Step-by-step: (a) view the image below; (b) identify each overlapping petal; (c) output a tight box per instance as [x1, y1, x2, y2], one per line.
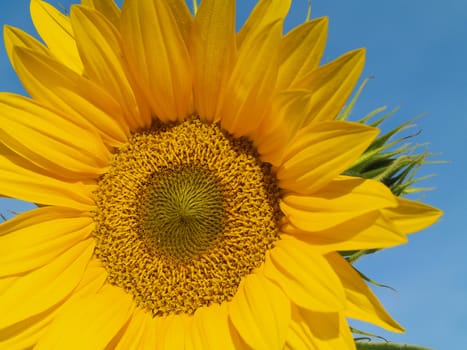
[228, 274, 290, 350]
[188, 303, 235, 350]
[12, 47, 129, 146]
[383, 198, 443, 234]
[0, 239, 94, 329]
[0, 155, 96, 211]
[81, 0, 121, 28]
[277, 122, 378, 194]
[190, 0, 237, 121]
[280, 176, 397, 232]
[282, 212, 407, 252]
[276, 17, 328, 91]
[326, 253, 404, 332]
[237, 0, 292, 47]
[264, 239, 345, 312]
[70, 6, 151, 130]
[0, 207, 94, 277]
[286, 307, 355, 350]
[0, 93, 111, 178]
[31, 0, 83, 74]
[0, 260, 107, 349]
[219, 18, 282, 137]
[36, 284, 134, 349]
[292, 49, 365, 123]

────────

**Problem to solve:**
Rewrite the item above with "petal" replaced by "leaf" and nothing else changed, and leave the picture out.

**Task solution:**
Step-by-step: (a) view the image below; (b) identify each overlapping leaf; (c) output a tight box per instance as [x1, y1, x2, y2], one per line.
[228, 274, 290, 350]
[188, 303, 235, 350]
[12, 47, 129, 146]
[383, 198, 443, 234]
[0, 239, 94, 329]
[0, 155, 96, 211]
[81, 0, 121, 28]
[277, 122, 378, 194]
[190, 0, 237, 121]
[280, 176, 397, 232]
[282, 212, 407, 252]
[276, 17, 328, 91]
[326, 253, 404, 332]
[237, 0, 292, 47]
[264, 239, 345, 312]
[70, 6, 151, 130]
[0, 207, 94, 277]
[286, 307, 355, 350]
[0, 93, 111, 178]
[31, 0, 83, 74]
[0, 260, 107, 349]
[219, 18, 282, 137]
[36, 284, 134, 349]
[292, 49, 365, 123]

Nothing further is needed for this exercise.